# Referring expression grounding data
++++++++

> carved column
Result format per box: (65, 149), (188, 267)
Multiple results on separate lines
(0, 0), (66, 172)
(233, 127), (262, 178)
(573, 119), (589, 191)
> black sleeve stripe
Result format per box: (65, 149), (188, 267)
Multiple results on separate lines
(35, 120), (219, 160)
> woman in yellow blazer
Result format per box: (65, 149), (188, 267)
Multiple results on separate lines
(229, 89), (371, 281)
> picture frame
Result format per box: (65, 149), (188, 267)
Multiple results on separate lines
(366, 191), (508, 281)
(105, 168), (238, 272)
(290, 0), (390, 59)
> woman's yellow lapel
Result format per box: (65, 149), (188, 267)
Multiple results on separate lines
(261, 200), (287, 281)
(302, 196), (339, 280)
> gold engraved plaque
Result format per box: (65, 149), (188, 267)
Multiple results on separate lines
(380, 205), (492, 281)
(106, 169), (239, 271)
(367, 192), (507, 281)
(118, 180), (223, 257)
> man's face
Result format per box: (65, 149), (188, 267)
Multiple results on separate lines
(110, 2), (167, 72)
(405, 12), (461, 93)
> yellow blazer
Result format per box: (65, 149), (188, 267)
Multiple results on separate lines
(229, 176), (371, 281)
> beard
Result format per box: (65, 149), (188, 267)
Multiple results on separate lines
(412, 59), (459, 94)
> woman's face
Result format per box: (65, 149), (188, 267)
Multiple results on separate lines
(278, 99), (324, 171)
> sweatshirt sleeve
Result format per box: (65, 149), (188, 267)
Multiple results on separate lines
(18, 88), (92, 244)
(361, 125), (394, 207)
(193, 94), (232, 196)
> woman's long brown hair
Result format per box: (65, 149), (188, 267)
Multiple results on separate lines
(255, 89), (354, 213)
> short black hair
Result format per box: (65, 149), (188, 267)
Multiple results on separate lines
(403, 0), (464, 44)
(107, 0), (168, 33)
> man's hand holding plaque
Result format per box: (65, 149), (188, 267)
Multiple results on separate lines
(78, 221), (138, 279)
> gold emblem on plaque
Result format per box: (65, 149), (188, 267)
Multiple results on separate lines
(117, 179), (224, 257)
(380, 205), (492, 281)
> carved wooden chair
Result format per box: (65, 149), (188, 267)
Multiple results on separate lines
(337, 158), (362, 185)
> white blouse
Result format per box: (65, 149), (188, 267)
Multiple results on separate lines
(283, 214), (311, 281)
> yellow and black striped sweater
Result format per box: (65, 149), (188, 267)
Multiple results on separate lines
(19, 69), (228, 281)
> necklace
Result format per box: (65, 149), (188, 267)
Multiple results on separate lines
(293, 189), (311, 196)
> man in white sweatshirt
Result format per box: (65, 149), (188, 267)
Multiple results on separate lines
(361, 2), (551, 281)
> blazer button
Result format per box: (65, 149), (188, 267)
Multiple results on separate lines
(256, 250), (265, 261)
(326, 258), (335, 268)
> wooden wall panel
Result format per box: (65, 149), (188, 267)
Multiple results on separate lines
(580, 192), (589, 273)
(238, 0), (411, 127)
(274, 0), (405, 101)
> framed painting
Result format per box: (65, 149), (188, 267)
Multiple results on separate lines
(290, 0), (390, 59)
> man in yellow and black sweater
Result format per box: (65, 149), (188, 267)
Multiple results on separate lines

++++++++

The answer must consist of every line from the entries that holds the string "woman".

> woman in yellow blazer
> woman's yellow lapel
> woman's face
> woman's long brown hair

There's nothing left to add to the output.